++++ READING PASSAGE
How do I prevent my child’s emotional or boredom eating?
Children, like adults, eat for reasons other than being hungry. It can help to try and identify why your child is asking for food – what were they doing just before they asked for food, has it been a couple of hours of doing schoolwork, have they finished one activity and don’t know what to do next, or have they just heard something stressful that provoked feelings of sadness or worry?
It’s also a good idea to plan regular scheduled break times and activities: go outside, stretch or even have a conversation and talk through their emotions. And try to limit sugary or high carbohydrate foods, such as chips, which can cause spikes and drops in blood sugar levels, making your child feel hungry again much sooner.
Remember that saying no is OK and that setting boundaries for your child, especially in these rapidly changing times, may help them to feel more secure. If you are concerned, seek professional assistance, such as from a psychologist or dietician.
How can I help my child learn independently and stay motivated?
++++++++
++++ RECORDS SUPPLIED
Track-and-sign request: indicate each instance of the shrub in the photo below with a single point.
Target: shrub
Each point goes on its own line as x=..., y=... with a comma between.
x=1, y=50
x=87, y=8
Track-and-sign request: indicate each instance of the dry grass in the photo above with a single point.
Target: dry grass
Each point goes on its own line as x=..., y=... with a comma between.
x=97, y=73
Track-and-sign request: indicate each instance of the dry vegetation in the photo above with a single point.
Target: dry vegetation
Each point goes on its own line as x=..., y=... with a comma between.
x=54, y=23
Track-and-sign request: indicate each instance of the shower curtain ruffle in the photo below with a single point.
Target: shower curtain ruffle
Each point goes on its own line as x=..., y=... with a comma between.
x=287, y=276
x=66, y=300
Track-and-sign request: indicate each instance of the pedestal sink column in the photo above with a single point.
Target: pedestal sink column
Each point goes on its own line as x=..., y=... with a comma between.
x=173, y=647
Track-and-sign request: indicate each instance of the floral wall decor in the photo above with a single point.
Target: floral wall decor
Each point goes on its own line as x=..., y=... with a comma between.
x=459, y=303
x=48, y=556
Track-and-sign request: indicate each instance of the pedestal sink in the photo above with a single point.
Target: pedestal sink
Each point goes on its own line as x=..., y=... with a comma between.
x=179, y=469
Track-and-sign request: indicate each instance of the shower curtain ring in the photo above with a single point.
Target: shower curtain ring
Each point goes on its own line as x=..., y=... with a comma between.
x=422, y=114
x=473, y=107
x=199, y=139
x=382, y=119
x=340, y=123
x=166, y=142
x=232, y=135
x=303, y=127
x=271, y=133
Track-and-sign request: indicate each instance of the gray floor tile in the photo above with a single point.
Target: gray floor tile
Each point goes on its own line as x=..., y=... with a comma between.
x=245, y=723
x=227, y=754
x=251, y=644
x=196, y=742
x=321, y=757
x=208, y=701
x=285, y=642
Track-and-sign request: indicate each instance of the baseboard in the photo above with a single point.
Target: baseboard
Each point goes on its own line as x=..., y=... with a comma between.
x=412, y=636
++++++++
■ PARTS OF THE EXERCISE ■
a. Decide whether each statement below agrees with the parenting advice text. Answer yes or no for each, and quote the words from the parenting advice text that settle it.
(i) The text recommends limiting sugary or high-carbohydrate foods such as chips.
(ii) The text says that children, unlike adults, eat only when they are hungry.
(iii) The text advises against setting boundaries for a child during rapidly changing times.
b. Extend the parenting advice text from its last line onward, keeping its tone and its practice of offering practical suggestions.

■ RESPONSES IN ORDER ■
a.
(i) Yes: "try to limit sugary or high carbohydrate foods, such as chips"
(ii) No: "Children, like adults, eat for reasons other than being hungry."
(iii) No: "setting boundaries for your child, especially in these rapidly changing times, may help them to feel more secure"

b.
If your child is experiencing difficulties, start by identifying the problem. Perhaps they are unclear on what the task involves, they don’t feel like starting or they don’t know where to start. Remind them that it is OK to ask for help.
Plan a similar structure to a school day: help them maintain a regular wake-up time and develop a timetable. Break tasks into small manageable chunks, as this can help with their motivation. Encourage them to take more regular breaks than normal and include physical activity, as being in front of a computer for long periods can be more difficult on the body than being in a normal classroom.
Also try to find time for children to connect with family and friends, and plan and encourage rewards such as a favourite meal, fun game, doing something with you or going for bike ride. And remember, we’re all in this together. If your child is worried that they are falling behind because of the changes in schooling, remind them that everyone has been affected by COVID-19. There will be opportunities in coming months to recover any learning missed.
How can teachers stay connected to students?
In an online video, Penny Van Bergen, director of the Centre for Children’s Learning in a Social World, says that teachers have adapted really well to a huge number of changes in terms of technology and resourcing. But relationships are more difficult, and maintaining positive student-teacher relationships help motivate, inspire and improve children.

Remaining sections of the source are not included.